§ DOCUMENT EXTRACT:
Enable the scheduling feature-Container Service for Kubernetes(ACK)-阿里云帮助中心

When deploying GPU workloads in an ACK managed cluster Pro, assign GPU scheduling labels (exclusive, shared, topology-aware) and GPU card-model labels to optimize utilization and target scheduling. Shared and topology-aware scheduling require Pro; card-model scheduling is supported on all cluster types.ACK managed cluster Pro to control resource allocation.

Scheduling label overview

GPU scheduling labels identify GPU models and allocation policies for fine-grained resource management.

Scheduling mode	Label value	Use cases
Exclusive scheduling (Default)	`ack.node.gpu.schedule: default`	For performance-critical tasks requiring exclusive GPU access, such as model training and high-performance computing (HPC).
Shared scheduling	`ack.node.gpu.schedule: cgpu` `ack.node.gpu.schedule: core_mem` `ack.node.gpu.schedule: share` `ack.node.gpu.schedule: mps`	Ideal for concurrent lightweight tasks such as multitenancy and inference. Improves GPU utilization. `cgpu`: Shared computing power with isolated GPU memory, based on Alibaba Cloud cGPU. `core_mem`: Isolated computing power and GPU memory. `share`: Shared computing power and GPU memory with no isolation. `mps`: Shared computing power with isolated GPU memory, based on NVIDIA Multi-Process Service (MPS) with Alibaba Cloud cGPU.
Shared scheduling	`ack.node.gpu.placement: binpack` `ack.node.gpu.placement: spread`	Optimizes resource allocation on multi-GPU nodes with `cgpu`, `core_mem`, `share`, or `mps` shared scheduling enabled. `binpack`: (Default) Fills one GPU with Pods before allocating the next, reducing resource fragmentation. Ideal for maximizing utilization or energy savings. `spread`: Spreads Pods across GPUs to reduce single-card failure impact. Suitable for high-availability workloads.
Topology-aware scheduling	`ack.node.gpu.schedule: topology`	Assigns the optimal GPU combination to a Pod based on physical GPU topology within a node. Ideal for tasks sensitive to GPU-to-GPU communication latency.
Card model scheduling	`aliyun.accelerator/nvidia_name: <GPU card name>` Use these labels to set GPU memory and card count for jobs. `aliyun.accelerator/nvidia_mem: <GPU memory per card>` `aliyun.accelerator/nvidia_count: <total number of GPU cards>`	Schedules jobs to nodes with a specific GPU model or avoids nodes with a specific model.

§ EXERCISE REQUIREMENTS:
[1] Answer these questions from the page on GPU scheduling labels:
(a) Which label value selects exclusive scheduling?
(b) Which `ack.node.gpu.placement` value is the default?
(c) What does topology-aware scheduling use to pick the GPU combination for a Pod?
[2] Based on the page on GPU scheduling labels, answer yes or no to each statement and quote the words that decide it:
(a) The `share` value isolates GPU memory.
(b) The `spread` placement suits high-availability workloads.
(c) Exclusive scheduling is the default mode.
[3] Copy the part of the GPU scheduling label page starting at "When deploying GPU" and ending at "fine-grained resource management.".

§ SUPPLIED INFORMATION:
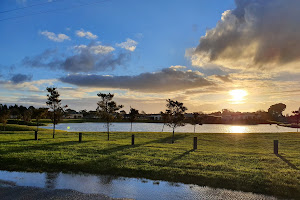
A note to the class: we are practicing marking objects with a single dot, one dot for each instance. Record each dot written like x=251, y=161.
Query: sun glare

§ ANSWERS TO EACH TASK:
[1]
(a) `ack.node.gpu.schedule: default`
(b) `binpack`
(c) The physical GPU topology within a node

[2]
(a) No: "`share`: Shared computing power and GPU memory with no isolation."
(b) Yes: "Suitable for high-availability workloads."
(c) Yes: "Exclusive scheduling (Default)"

[3]
When deploying GPU workloads in an ACK managed cluster Pro, assign GPU scheduling labels (exclusive, shared, topology-aware) and GPU card-model labels to optimize utilization and target scheduling. Shared and topology-aware scheduling require Pro; card-model scheduling is supported on all cluster types.ACK managed cluster Pro to control resource allocation.

Scheduling label overview

GPU scheduling labels identify GPU models and allocation policies for fine-grained resource management.